■ **TASK REQUIREMENTS**:
#1 In the passage on DNA methylation in drug-resistant cells, how much higher was DNA methyltransferase enzymatic activity in MCF-7/Adr cells?
#2 Copy the passage on DNA methylation in drug-resistant cells word for word, beginning at the words that have "The presence of" and stopping after "cells (Figure 3b).".
**** PASSAGE TO READ ****
The presence of global and gene promoter-specific DNA hypermethylation in MCF-7/Adr-resistant cells suggested changes in the methylation machinery. Thus, we analyzed dnmt gene expression as well as DNA methyltransferase enzymatic activity of MCF-7/Adr in comparison with wild-type cells. Because it is known that expression of dnmts changes according to cycling status, cells were growth-arrested by serum deprivation for 24 h (corroborated by flow cytometry, not shown), and then gene expression was analyzed. Results showed clear over-expression of dnmt1, -3a, and -b in resistant cells as compared with MCF-7 cells (Figure 3a). Corresponding with these findings, DNA methyltransferase enzymatic activity was 40% higher in MCF-7/Adr cells (Figure 3b).

Despite the clear association between development of drug resistance and DNA hypermethylation, it remains unclear whether DNA hypermethylation contributes to the development of drug resistance or whether it is solely a characteristic of the resistant phenotype. With this aim, MCF-7/Adr cells were transfected with antisense oligonucleotides against each of the dnmt genes. After 72 h of antisense treatment, once lack or a strong diminishing of respective transcripts was confirmed in cells (Figure 4a), global DNA methylation was assessed, as well as viability with and without adriamycin treatment. Results indicate that while treated cells with mismatch oligonucleotides exhibited no growth inhibition with or without adriamycin, the sole knocking out of dnmts in MCF-7/Adr cells led to a small growth inhibition that, nonetheless, increased when these cells were treated with adriamycin, as shown in Figure 4c. Interestingly, adriamycin sensitivity was more evident in dnmt1-, and less evident in -b, antisense-treated cells. Sensitivity to adriamycin by means of antisense treatment correlated with decreased global methylation (Figure 4b).
**** SOURCE INFORMATION ****
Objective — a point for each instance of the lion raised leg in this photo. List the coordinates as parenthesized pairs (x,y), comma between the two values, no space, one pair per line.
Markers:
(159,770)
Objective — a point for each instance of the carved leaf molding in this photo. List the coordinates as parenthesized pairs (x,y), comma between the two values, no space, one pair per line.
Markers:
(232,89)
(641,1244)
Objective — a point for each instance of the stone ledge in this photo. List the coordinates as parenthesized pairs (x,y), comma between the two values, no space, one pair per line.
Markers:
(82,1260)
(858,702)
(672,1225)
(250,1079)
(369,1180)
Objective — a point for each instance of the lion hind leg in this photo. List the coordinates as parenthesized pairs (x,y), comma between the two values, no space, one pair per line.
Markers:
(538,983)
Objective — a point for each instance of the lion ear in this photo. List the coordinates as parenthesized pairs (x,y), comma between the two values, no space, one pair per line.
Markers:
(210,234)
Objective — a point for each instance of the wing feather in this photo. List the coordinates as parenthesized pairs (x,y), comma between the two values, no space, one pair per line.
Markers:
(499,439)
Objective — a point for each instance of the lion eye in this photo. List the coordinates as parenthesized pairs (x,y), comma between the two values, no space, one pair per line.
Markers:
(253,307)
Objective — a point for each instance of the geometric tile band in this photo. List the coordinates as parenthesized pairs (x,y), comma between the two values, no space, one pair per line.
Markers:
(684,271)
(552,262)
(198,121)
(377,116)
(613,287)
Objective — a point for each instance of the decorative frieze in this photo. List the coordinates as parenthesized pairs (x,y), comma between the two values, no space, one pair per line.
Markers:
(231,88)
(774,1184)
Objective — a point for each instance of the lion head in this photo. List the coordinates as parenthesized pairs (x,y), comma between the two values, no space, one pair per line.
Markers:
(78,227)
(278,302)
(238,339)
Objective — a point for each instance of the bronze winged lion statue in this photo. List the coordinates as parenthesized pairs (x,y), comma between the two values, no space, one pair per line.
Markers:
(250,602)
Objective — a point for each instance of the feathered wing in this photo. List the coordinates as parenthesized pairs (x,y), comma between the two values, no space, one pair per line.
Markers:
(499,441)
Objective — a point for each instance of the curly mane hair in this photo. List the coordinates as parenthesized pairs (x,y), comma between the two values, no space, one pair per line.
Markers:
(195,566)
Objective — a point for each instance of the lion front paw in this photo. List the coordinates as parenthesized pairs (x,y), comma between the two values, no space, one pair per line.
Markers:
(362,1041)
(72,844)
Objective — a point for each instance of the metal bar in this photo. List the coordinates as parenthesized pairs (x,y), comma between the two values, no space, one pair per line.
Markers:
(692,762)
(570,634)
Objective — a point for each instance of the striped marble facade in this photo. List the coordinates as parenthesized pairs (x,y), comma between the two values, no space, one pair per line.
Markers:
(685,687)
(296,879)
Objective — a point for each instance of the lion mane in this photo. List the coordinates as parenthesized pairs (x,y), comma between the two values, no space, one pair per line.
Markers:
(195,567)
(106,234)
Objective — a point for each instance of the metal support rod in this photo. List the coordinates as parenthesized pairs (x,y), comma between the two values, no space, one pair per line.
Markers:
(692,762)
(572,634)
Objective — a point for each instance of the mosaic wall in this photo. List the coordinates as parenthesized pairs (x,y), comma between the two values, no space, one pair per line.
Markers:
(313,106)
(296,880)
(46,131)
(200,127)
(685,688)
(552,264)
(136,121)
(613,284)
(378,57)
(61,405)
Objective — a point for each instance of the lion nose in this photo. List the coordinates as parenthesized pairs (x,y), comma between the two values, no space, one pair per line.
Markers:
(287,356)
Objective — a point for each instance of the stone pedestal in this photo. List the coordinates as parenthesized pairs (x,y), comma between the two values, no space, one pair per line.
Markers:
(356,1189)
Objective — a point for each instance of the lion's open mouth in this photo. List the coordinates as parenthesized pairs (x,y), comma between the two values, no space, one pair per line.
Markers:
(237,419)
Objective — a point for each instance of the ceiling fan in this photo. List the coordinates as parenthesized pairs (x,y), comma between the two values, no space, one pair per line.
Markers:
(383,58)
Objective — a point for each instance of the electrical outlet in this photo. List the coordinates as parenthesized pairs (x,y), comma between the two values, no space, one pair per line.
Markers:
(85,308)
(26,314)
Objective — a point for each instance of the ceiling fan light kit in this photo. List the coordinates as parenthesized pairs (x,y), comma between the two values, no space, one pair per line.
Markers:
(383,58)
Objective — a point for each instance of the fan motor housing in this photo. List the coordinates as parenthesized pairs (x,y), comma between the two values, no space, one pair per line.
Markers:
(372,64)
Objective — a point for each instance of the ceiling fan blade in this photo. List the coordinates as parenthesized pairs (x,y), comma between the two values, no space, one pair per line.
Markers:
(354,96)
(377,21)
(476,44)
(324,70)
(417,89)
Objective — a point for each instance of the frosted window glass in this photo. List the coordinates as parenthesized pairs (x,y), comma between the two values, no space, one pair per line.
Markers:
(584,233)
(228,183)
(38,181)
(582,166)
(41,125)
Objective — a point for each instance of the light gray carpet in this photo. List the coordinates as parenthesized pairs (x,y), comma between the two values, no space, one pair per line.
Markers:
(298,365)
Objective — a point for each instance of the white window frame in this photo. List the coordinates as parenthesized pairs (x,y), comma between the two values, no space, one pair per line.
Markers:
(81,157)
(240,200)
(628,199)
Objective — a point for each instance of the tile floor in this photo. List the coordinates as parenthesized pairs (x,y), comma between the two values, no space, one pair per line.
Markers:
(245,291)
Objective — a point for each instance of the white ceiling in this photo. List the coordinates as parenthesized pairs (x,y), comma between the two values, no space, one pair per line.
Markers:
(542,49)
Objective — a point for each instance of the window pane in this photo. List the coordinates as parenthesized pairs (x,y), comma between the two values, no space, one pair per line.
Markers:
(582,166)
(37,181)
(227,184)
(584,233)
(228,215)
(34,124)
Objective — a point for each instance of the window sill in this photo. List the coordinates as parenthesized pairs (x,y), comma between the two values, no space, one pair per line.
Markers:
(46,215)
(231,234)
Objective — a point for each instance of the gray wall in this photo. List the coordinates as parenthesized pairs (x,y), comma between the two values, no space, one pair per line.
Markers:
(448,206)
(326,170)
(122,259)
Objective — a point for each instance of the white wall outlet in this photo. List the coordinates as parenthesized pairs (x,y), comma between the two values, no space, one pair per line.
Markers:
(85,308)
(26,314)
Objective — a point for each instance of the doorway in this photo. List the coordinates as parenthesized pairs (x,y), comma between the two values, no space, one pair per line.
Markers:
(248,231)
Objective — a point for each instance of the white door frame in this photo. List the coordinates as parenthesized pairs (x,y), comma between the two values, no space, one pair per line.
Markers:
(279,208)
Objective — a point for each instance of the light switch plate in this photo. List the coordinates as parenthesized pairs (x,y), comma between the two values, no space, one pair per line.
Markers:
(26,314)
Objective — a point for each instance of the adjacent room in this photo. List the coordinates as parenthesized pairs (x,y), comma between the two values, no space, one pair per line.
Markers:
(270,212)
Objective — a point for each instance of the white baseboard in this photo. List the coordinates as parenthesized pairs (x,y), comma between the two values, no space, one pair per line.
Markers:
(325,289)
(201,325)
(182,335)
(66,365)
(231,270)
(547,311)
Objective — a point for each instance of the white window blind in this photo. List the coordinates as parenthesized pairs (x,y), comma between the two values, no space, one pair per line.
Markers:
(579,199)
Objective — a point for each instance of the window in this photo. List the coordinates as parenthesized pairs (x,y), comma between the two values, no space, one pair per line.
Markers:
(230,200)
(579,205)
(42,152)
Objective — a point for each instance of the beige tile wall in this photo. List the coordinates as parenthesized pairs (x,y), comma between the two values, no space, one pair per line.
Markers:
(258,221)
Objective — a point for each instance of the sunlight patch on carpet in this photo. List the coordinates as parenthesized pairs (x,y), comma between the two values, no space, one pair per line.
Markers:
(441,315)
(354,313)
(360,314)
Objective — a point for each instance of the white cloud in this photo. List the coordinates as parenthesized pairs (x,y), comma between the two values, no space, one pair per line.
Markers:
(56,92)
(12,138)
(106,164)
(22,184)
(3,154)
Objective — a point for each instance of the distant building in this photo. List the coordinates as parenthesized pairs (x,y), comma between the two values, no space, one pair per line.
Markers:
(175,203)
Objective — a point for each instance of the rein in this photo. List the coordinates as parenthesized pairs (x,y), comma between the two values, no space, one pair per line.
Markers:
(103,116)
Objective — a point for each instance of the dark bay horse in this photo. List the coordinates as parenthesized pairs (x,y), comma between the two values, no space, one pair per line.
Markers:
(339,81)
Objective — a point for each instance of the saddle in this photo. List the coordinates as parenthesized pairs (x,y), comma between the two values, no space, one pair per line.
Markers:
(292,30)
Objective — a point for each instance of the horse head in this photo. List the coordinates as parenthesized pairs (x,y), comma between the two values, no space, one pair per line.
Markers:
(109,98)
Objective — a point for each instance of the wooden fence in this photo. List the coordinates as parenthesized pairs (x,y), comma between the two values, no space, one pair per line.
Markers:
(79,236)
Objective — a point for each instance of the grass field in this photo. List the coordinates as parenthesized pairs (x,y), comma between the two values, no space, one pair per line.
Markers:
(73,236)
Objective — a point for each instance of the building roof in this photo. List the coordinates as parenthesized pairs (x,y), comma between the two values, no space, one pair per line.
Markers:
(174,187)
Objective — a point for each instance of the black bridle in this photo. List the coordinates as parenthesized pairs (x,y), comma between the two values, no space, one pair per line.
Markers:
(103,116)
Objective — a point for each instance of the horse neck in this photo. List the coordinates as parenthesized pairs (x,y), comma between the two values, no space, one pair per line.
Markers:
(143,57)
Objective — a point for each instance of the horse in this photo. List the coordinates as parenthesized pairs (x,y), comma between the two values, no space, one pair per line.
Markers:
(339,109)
****
■ **ANSWERS BY ITEM**:
#1 It was 40% higher.

#2
The presence of global and gene promoter-specific DNA hypermethylation in MCF-7/Adr-resistant cells suggested changes in the methylation machinery. Thus, we analyzed dnmt gene expression as well as DNA methyltransferase enzymatic activity of MCF-7/Adr in comparison with wild-type cells. Because it is known that expression of dnmts changes according to cycling status, cells were growth-arrested by serum deprivation for 24 h (corroborated by flow cytometry, not shown), and then gene expression was analyzed. Results showed clear over-expression of dnmt1, -3a, and -b in resistant cells as compared with MCF-7 cells (Figure 3a). Corresponding with these findings, DNA methyltransferase enzymatic activity was 40% higher in MCF-7/Adr cells (Figure 3b).